DIRECTIVE
Write the next part of the text on directory entries in filesystem resource managers, picking up after its last sentence.
____ TEXT
When writing filesystem resource managers, we encounter additional complexity when dealing with the pathnames. For verification of access, we need to break apart the passed pathname and check each component. You can use strtok() and friends to break apart the string, and then there's iofunc_check_access(), a convenient iofunc-layer call that performs the access verification of pathname components leading up to the target. (See the Library Reference page for the iofunc_open() for information detailing the steps needed for this level of checking.)
The binding that takes place after the name is validated requires that every path that's handled has its own attribute structure passed to iofunc_open_default(). Unexpected behavior will result if the wrong attribute is bound to the pathname that's provided. |
When the _IO_READ handler is called, it may need to return data for either a file (if S_ISDIR (ocb->attr->mode) is false) or a directory (if S_ISDIR (ocb->attr->mode) is true). We've seen the algorithm for returning data, especially the method for matching the returned data's size to the smaller of the data available or the client's buffer size.
A similar constraint is in effect for returning directory data to a client, except we have the added issue of returning block-integral data. What this means is that instead of returning a stream of bytes, where we can arbitrarily package the data, we're actually returning a number of struct dirent structures. (In other words, we can't return 1.5 of those structures; we always have to return an integral number.)
A struct dirent looks like this:
struct dirent { ino_t d_ino; off_t d_offset; unsigned short d_reclen; unsigned short d_namelen; char d_name [NAME_MAX + 1]; };
The d_ino member contains a mountpoint-unique file serial number. This serial number is often used in various disk-checking utilities for such operations as determining infinite-loop directory links. (Note that the inode value cannot be zero, which would indicate that the inode represents an unused entry.)
The d_offset member is typically used to identify the directory entry itself. For a disk-based filesystem, this value might be the actual offset into the on-disk directory structure.
Other implementations may assign a directory entry index number (0 for the first directory entry in that directory, 1 for the next, and so on). The only constraint is that the numbering scheme used must be consistent between the _IO_LSEEK message handler and the _IO_READ message handler.
For example, if you've chosen to have d_offset represent a directory entry index number, this means that if an _IO_LSEEK message causes the current offset to be changed to 7, and then an _IO_READ request arrives, you must return directory information starting at directory entry number 7.
The d_reclen member contains the size of this directory entry and any other associated information (such as an optional struct stat structure appended to the struct dirent entry; see below).
________
____ PROVIDED RECORDS
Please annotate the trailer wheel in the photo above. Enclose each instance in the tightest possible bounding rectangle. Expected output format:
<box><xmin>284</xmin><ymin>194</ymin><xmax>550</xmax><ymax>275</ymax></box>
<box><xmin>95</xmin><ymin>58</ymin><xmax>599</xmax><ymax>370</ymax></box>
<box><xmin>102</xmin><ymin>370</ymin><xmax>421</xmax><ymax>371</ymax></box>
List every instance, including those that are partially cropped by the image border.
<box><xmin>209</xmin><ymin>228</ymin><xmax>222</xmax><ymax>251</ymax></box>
________
____ PROVIDED RECORDS
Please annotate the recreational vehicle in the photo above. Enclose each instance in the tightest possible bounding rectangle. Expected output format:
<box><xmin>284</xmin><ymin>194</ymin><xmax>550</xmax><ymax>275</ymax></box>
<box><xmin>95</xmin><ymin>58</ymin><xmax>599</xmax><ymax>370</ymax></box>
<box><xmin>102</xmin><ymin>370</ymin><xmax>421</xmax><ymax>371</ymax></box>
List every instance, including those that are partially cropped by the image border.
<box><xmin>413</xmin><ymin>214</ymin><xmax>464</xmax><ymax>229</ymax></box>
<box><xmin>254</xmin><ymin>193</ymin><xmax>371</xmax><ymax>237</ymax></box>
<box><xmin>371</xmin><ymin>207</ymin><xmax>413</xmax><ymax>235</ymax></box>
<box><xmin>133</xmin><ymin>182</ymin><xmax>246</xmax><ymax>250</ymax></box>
________
____ PROVIDED RECORDS
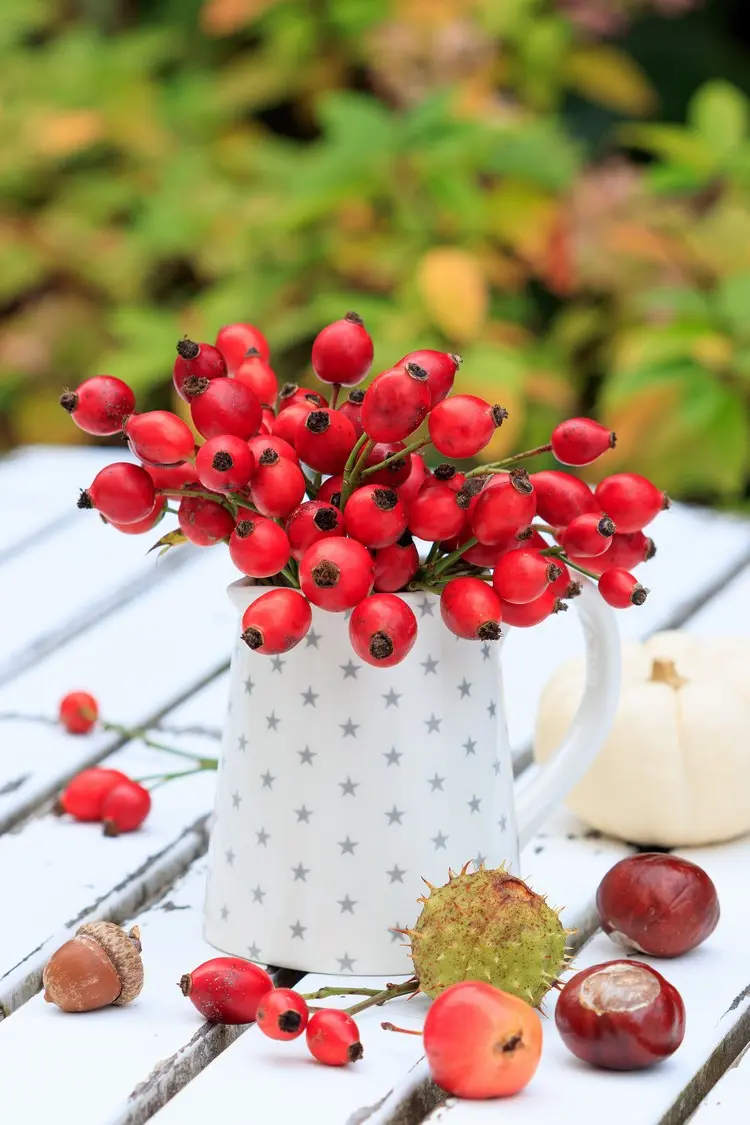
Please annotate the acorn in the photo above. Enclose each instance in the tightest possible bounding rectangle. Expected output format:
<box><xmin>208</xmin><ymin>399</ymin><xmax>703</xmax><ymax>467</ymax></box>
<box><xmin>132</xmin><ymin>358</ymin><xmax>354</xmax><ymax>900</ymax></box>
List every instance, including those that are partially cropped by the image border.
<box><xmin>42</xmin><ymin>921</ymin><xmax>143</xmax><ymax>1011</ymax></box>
________
RESULT
The d_namelen parameter indicates the size of the d_name parameter, which holds the actual name of that directory entry. (Since the size is calculated using strlen(), the \0 string terminator, which must be present, is not counted.)
So in our io_read handler, we need to generate a number of struct dirent entries and return them to the client. If we have a cache of directory entries that we maintain in our resource manager, it's a simple matter to construct a set of IOVs to point to those entries. If we don't have a cache, then we must manually assemble the directory entries into a buffer and then return an IOV that points to that.
Instead of returning just the struct dirent in the _IO_READ message, you can also return a struct stat. Although this will improve efficiency, returning the struct stat is entirely optional. If you don't return one, the users of your device will then have to call the stat() function to get that information. (This is basically a usage question. If your device is typically used in such a way that readdir() is called, and then stat() is called, it will be more efficient to return both. See the documentation for readdir() in the Library Reference for more information.)
The extra struct stat information is returned after each directory entry:
Returning the optional struct stat along with the struct dirent entry can improve efficiency.
The struct stat must be aligned on an 8-byte boundary. The d_reclen member of the struct dirent must contain the size of both structures, including any filler necessary for alignment. |
Generally, a resource manager receives these types of messages:
A connect message is issued by the client to perform an operation based on a pathname. This may be a message that establishes a longer term relationship between the client and the resource manager (e.g. open()), or it may be a message that is a "one-shot" event (e.g. rename()).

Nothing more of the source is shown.